▶ Quoted passage
Bright Lights Film Journal

Whose Noir Is It, Anyway? Robert Aldrich’s Kiss Me Deadly

Mike Hammer deconstructed, or Mike Hammer disrespected?

Back in the day — way, way back in the day, when life in America was not a total girlie show — Americans did not read books by single moms living in the UK. They did not read books about little boys with magic wands, or magic unicorns, or cute little dudes with big, hairy feet. They read books written by men, about men, for men. They read Mickey Spillane.

Starting with I, the Jury in 1947, Spillane’s Mike Hammer mysteries were among the best-selling books ever written.1 But they were so damn lurid, not to say sadistic, that Hollywood scarcely had the nerve to lay a hand on them.2 And, in fact, Spillane’s work never got the big studio treatment. For whatever reason, he made a deal with less than top-of-the-line Parklane Pictures for all the classic Mike Hammer books, written in the late forties and early fifties.

The first Parklane production, I, the Jury, scripted and directed by Harry Essex,3 didn’t hit the screen until 1953. The ad campaign at least was great, promising “MICKEY SPILLANE’S Kind of Fury, Savagery, Temptation and Man-Woman Violence in 3-D!”, but apparently the flick didn’t deliver,4 drawing terrible reviews from those who’ve seen it, including Mickey himself, who was disgusted by the casting of Biff Elliot5 as Mike. Elliot was “left-handed, with a Boston accent,” groused Mickey — in other words, a damn homo.

▶ Data supplied
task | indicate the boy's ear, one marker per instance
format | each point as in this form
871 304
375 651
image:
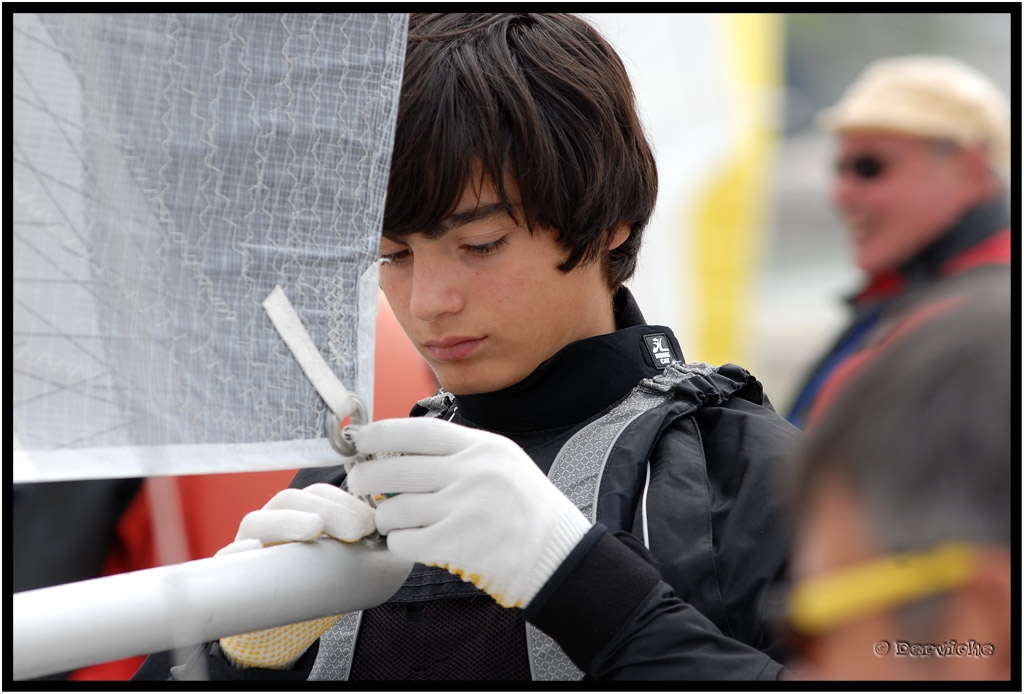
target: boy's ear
619 235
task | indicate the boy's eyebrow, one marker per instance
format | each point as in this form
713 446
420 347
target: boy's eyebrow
468 217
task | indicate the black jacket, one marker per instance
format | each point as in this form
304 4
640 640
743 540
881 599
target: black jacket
708 508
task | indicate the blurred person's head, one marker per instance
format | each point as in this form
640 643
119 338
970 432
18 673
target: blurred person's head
902 500
521 181
921 139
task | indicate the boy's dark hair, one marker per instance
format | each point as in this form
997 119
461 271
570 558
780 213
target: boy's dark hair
544 104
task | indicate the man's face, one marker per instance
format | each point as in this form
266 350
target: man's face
896 194
483 300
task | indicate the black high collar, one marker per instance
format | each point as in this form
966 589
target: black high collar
582 380
974 226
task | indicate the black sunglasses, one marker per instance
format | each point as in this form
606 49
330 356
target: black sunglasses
864 167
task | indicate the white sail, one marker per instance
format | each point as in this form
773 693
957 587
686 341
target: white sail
169 172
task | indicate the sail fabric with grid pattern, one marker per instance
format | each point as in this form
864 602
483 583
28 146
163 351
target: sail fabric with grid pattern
169 171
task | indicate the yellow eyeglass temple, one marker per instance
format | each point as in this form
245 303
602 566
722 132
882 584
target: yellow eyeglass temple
820 604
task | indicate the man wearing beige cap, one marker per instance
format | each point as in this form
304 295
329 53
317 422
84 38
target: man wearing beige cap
922 172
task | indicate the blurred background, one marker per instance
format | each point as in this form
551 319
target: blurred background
744 258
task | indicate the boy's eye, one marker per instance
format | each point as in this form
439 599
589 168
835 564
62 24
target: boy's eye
396 257
486 249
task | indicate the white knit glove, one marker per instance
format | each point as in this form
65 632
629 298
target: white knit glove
469 501
294 516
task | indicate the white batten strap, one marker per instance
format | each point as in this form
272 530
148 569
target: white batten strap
290 327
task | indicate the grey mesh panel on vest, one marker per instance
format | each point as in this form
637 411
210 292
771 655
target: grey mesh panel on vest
334 660
577 472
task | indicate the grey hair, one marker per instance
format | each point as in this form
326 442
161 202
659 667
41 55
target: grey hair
923 435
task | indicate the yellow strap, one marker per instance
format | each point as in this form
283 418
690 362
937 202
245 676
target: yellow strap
275 648
820 604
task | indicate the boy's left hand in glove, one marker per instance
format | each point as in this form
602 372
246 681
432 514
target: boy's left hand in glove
469 501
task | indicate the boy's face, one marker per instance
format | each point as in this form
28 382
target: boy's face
483 300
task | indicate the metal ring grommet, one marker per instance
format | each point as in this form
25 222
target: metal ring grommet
342 440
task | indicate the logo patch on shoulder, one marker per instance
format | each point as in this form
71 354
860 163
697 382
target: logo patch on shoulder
660 349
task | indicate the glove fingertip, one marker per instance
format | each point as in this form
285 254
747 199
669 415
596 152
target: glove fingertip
239 546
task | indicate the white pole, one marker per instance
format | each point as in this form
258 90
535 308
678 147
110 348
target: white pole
91 621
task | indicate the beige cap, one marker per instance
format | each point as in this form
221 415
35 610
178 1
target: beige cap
929 96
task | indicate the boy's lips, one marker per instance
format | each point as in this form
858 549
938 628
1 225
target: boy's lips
451 349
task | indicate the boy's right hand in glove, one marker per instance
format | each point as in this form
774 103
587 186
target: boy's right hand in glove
294 516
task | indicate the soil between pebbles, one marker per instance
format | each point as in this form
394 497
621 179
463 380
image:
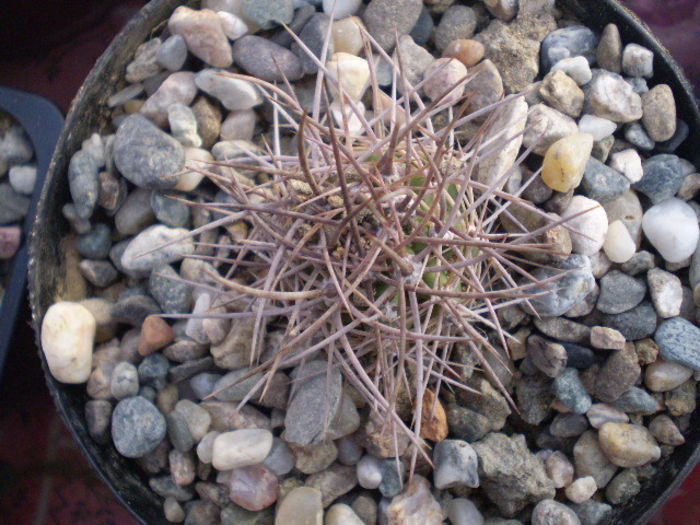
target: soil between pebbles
602 393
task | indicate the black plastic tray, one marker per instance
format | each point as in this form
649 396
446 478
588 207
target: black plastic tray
42 121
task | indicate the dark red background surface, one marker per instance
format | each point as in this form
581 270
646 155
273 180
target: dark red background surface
48 47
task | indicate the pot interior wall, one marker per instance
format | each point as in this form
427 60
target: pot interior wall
88 114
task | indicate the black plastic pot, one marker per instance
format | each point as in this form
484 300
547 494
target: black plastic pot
88 114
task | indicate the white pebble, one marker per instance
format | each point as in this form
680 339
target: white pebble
369 472
599 127
619 246
23 178
672 228
351 72
461 511
629 163
343 8
241 448
588 229
581 490
576 67
67 337
234 26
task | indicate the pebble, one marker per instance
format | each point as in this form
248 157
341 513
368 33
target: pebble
461 511
341 514
609 52
352 72
614 99
203 35
302 506
619 292
570 289
565 161
663 177
316 398
266 60
369 472
415 59
619 245
665 431
629 163
241 448
23 178
589 224
606 338
567 42
233 93
548 357
599 127
133 258
124 381
550 512
577 68
666 292
623 487
268 13
415 505
84 183
386 18
341 8
659 116
67 336
678 341
637 401
545 126
562 93
628 445
672 228
455 464
637 136
234 27
145 155
581 490
252 487
569 389
137 427
177 87
13 206
347 35
637 61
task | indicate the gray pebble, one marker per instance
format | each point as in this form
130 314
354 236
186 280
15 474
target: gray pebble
386 18
134 309
172 53
268 13
170 211
153 371
98 414
634 324
84 183
637 401
567 42
124 381
96 243
663 176
679 342
569 389
458 22
619 292
13 206
137 427
146 155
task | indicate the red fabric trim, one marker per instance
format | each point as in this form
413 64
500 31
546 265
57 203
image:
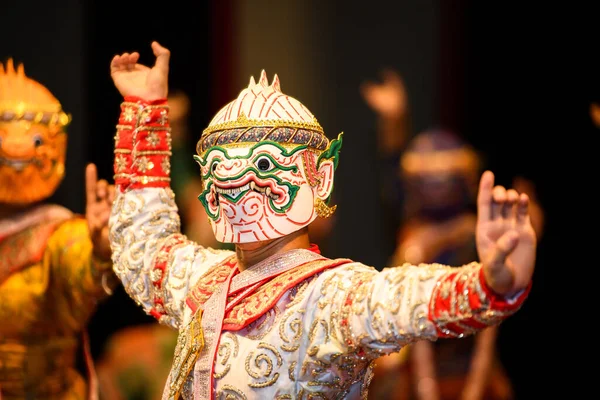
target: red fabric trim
25 248
454 315
207 284
158 272
499 302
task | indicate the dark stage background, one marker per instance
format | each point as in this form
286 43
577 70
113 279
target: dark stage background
514 80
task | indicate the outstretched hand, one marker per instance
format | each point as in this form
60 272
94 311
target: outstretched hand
99 199
133 79
506 240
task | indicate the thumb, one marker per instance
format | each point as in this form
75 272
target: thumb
503 247
162 56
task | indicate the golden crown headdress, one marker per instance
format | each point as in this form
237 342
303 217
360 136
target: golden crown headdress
262 112
24 99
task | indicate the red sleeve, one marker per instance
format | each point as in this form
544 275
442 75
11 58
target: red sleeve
142 144
462 303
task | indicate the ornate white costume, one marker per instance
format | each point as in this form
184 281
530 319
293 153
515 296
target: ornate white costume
296 325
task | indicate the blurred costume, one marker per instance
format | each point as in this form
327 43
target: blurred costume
136 363
50 282
438 175
296 325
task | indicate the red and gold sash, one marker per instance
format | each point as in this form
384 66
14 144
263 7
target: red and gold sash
225 299
26 246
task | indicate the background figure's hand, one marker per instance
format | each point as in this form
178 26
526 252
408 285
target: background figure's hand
506 241
99 199
133 79
536 212
387 99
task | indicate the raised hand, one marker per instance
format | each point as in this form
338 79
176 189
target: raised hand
99 199
506 240
133 79
388 99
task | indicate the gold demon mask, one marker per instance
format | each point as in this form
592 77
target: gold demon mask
32 138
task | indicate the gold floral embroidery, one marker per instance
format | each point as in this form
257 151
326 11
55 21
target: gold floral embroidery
228 348
165 165
265 296
229 392
189 343
128 114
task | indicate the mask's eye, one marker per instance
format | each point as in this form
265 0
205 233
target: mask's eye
37 141
264 164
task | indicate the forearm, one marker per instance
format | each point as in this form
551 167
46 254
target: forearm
400 305
155 262
144 223
423 361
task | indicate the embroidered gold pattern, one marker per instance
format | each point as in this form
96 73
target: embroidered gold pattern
189 343
153 139
265 362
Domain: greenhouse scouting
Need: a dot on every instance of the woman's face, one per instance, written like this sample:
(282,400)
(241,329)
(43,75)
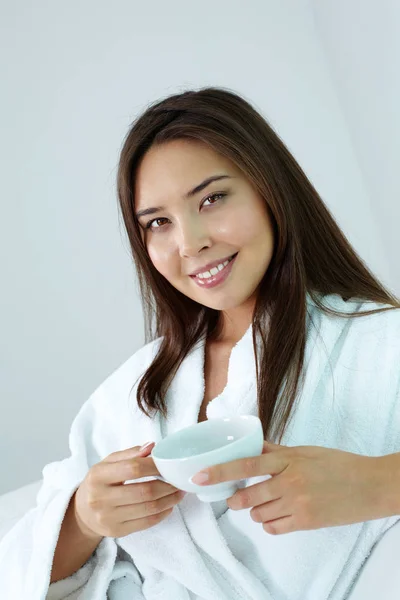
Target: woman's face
(184,232)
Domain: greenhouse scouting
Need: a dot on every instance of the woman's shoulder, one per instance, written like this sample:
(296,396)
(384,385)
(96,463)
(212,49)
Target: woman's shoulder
(384,324)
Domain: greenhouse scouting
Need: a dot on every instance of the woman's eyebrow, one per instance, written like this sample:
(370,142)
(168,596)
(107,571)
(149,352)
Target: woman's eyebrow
(189,194)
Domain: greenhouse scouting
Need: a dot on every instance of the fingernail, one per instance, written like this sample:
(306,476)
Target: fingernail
(199,478)
(145,446)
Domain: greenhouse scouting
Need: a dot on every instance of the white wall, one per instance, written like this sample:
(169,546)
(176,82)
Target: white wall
(361,40)
(74,76)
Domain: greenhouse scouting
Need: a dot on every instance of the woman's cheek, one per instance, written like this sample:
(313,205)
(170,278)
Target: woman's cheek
(161,259)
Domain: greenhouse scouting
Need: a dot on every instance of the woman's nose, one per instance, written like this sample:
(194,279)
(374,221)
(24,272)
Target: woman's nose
(193,236)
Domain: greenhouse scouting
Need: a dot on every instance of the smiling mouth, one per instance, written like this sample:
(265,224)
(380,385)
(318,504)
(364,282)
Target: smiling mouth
(211,275)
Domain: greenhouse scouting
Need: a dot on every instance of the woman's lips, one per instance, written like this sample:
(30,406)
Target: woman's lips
(216,279)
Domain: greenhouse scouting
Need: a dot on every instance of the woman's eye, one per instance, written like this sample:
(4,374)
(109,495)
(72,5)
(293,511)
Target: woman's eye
(149,225)
(214,196)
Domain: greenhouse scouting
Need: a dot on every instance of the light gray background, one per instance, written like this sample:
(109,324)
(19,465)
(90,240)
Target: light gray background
(73,77)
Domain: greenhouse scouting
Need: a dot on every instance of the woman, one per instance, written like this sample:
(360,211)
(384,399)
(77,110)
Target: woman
(258,303)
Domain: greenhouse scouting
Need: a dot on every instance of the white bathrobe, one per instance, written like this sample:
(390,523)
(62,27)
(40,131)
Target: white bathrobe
(350,400)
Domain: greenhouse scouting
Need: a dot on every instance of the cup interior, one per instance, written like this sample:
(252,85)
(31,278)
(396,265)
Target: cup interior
(204,437)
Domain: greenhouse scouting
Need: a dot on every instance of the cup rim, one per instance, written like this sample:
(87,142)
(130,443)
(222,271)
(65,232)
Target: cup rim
(203,424)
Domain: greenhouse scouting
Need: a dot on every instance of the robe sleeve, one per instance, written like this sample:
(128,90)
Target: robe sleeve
(27,550)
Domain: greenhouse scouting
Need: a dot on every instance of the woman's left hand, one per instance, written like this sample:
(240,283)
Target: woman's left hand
(310,487)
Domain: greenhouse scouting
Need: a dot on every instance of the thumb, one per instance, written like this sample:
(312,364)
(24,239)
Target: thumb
(270,447)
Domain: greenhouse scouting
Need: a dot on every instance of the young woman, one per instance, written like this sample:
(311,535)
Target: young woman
(255,303)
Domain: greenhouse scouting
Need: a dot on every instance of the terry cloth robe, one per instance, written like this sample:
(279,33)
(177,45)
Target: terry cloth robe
(350,400)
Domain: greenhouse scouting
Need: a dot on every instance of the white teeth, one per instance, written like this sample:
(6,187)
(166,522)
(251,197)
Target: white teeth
(213,271)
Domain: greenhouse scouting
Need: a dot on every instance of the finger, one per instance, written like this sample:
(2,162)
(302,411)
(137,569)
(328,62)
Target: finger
(129,453)
(114,473)
(143,491)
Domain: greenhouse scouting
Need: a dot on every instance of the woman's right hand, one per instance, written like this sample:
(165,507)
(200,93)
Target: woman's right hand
(106,507)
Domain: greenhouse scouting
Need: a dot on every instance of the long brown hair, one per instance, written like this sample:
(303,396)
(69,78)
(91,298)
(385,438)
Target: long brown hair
(311,253)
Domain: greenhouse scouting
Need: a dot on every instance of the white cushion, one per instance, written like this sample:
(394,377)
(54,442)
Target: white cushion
(15,504)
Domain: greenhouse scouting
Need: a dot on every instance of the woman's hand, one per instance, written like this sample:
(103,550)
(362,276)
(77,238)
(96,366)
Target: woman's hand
(106,506)
(310,487)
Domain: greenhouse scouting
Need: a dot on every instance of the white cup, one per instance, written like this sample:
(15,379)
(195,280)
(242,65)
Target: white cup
(182,454)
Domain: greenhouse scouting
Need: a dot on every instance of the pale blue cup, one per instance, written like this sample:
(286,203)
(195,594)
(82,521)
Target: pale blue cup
(182,454)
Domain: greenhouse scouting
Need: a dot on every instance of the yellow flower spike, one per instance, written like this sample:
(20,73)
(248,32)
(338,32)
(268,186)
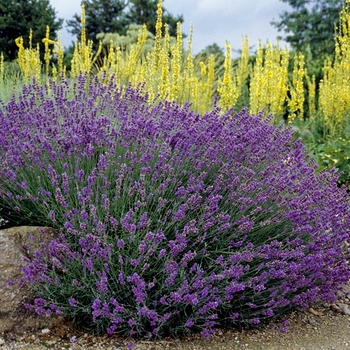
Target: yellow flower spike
(176,64)
(164,65)
(227,88)
(159,25)
(2,67)
(296,102)
(47,54)
(311,96)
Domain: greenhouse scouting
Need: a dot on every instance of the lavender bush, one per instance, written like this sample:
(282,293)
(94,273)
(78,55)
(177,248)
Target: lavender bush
(170,222)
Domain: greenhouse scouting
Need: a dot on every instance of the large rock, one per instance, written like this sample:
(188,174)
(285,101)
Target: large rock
(13,316)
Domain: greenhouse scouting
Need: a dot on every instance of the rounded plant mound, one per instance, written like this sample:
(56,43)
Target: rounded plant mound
(170,222)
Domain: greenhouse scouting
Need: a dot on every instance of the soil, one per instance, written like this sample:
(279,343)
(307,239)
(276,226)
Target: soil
(325,326)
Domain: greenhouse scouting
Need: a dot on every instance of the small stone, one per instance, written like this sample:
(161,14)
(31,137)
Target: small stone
(344,309)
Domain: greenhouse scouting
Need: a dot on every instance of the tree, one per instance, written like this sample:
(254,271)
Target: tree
(144,12)
(101,16)
(311,23)
(17,17)
(115,16)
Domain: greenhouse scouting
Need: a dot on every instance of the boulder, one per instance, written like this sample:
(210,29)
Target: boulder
(13,316)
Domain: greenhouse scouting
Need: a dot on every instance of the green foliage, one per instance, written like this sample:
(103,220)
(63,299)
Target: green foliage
(101,16)
(124,42)
(143,12)
(17,17)
(117,16)
(310,25)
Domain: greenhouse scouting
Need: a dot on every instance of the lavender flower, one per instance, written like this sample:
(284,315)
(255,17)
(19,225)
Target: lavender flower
(167,217)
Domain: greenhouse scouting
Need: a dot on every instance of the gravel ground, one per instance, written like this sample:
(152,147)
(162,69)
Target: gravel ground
(324,327)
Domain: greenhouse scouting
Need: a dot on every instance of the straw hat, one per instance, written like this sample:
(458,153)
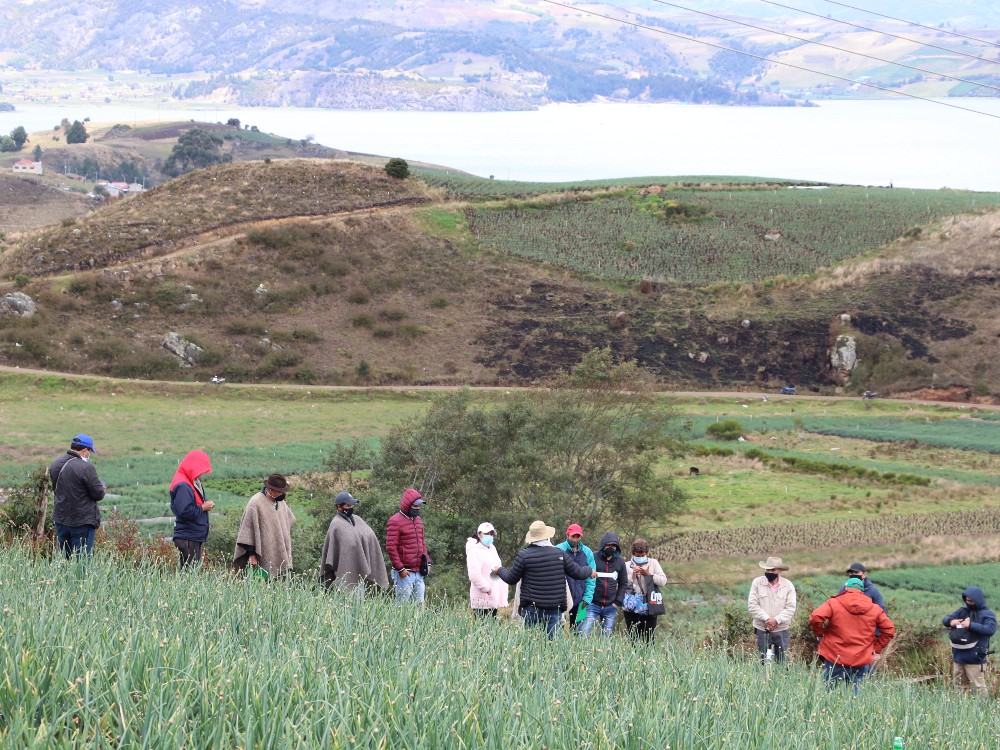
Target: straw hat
(538,531)
(773,563)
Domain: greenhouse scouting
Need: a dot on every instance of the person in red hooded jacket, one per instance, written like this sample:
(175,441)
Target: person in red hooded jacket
(189,506)
(407,550)
(853,631)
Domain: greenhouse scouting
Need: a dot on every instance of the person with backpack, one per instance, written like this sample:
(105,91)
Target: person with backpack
(609,589)
(853,630)
(407,550)
(970,627)
(643,573)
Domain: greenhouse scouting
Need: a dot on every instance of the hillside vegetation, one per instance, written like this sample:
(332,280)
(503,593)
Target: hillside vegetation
(328,271)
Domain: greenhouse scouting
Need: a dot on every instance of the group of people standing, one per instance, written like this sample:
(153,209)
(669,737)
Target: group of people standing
(566,580)
(552,581)
(853,627)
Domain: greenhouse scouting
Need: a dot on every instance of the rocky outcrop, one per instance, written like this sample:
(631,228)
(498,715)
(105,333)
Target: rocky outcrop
(18,304)
(187,352)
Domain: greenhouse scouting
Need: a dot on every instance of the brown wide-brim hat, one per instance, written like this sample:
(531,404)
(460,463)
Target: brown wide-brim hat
(278,483)
(538,532)
(773,563)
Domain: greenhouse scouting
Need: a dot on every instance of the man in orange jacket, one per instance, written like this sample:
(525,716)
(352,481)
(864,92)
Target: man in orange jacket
(846,625)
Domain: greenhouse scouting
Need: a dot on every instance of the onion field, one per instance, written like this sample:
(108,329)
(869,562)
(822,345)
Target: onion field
(117,656)
(752,233)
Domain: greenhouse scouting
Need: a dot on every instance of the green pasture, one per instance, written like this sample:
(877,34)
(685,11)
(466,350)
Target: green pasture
(749,234)
(208,660)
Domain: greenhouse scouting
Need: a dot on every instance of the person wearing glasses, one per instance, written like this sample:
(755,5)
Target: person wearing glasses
(582,592)
(772,605)
(487,592)
(642,570)
(264,540)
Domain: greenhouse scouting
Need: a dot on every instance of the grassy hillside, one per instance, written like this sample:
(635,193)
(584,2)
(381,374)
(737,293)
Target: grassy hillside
(326,271)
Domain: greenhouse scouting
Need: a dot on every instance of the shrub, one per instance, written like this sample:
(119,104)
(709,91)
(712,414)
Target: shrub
(727,429)
(397,168)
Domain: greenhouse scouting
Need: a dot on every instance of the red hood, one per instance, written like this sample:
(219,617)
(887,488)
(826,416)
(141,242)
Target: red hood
(855,602)
(192,466)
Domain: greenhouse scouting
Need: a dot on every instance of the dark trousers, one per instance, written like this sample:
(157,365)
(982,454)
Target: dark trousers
(641,627)
(539,615)
(190,551)
(75,539)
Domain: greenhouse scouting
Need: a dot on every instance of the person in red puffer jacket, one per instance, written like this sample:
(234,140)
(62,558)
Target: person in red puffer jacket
(407,550)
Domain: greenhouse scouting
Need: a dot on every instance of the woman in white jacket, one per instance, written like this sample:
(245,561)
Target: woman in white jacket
(487,592)
(639,567)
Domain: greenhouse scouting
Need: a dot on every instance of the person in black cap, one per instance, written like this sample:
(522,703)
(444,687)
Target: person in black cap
(857,570)
(351,553)
(78,491)
(264,539)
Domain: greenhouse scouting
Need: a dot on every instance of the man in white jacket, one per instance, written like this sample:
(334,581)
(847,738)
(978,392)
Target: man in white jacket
(772,606)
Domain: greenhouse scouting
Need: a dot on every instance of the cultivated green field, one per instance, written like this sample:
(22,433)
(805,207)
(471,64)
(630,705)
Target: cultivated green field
(125,657)
(692,236)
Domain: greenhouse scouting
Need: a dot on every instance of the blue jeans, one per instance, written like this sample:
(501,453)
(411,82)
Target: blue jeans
(834,673)
(596,612)
(537,615)
(75,539)
(409,589)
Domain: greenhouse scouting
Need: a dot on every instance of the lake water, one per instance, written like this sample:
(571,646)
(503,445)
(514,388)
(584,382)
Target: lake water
(909,143)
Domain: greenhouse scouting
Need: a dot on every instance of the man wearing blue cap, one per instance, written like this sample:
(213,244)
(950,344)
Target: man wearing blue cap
(77,490)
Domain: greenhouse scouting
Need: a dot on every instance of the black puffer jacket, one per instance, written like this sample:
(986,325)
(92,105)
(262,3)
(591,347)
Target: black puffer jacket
(542,572)
(612,576)
(77,491)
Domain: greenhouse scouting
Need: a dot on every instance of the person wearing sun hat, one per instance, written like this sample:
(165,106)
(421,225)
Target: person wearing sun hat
(542,570)
(487,592)
(78,490)
(581,591)
(264,539)
(772,605)
(853,631)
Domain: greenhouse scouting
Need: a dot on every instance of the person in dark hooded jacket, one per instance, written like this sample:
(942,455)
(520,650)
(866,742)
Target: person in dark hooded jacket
(609,591)
(971,627)
(190,508)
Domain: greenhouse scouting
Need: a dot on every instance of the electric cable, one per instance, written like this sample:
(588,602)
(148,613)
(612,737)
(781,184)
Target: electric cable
(830,46)
(912,23)
(883,32)
(655,30)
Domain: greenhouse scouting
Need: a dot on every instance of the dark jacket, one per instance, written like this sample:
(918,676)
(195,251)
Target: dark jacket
(77,490)
(404,535)
(982,623)
(612,576)
(542,572)
(872,592)
(186,498)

▶ Work to complete
1) Decide whether each statement agrees with the Kiss Me Deadly article, answering yes or no and quoting the deciding words. (a) The first Parklane production reached the screen in 1953. (b) Spillane's work got the big studio treatment. (c) Harry Essex both scripted and directed I, the Jury.
2) Reproduce the Kiss Me Deadly article between "Back in the day —" and "read Mickey Spillane.", inclusive.
Use only the Kiss Me Deadly article here.

▶ Answers for the tasks
1)
(a) Yes: "didn’t hit the screen until 1953"
(b) No: "Spillane’s work never got the big studio treatment"
(c) Yes: "scripted and directed by Harry Essex"

2)
Back in the day — way, way back in the day, when life in America was not a total girlie show — Americans did not read books by single moms living in the UK. They did not read books about little boys with magic wands, or magic unicorns, or cute little dudes with big, hairy feet. They read books written by men, about men, for men. They read Mickey Spillane.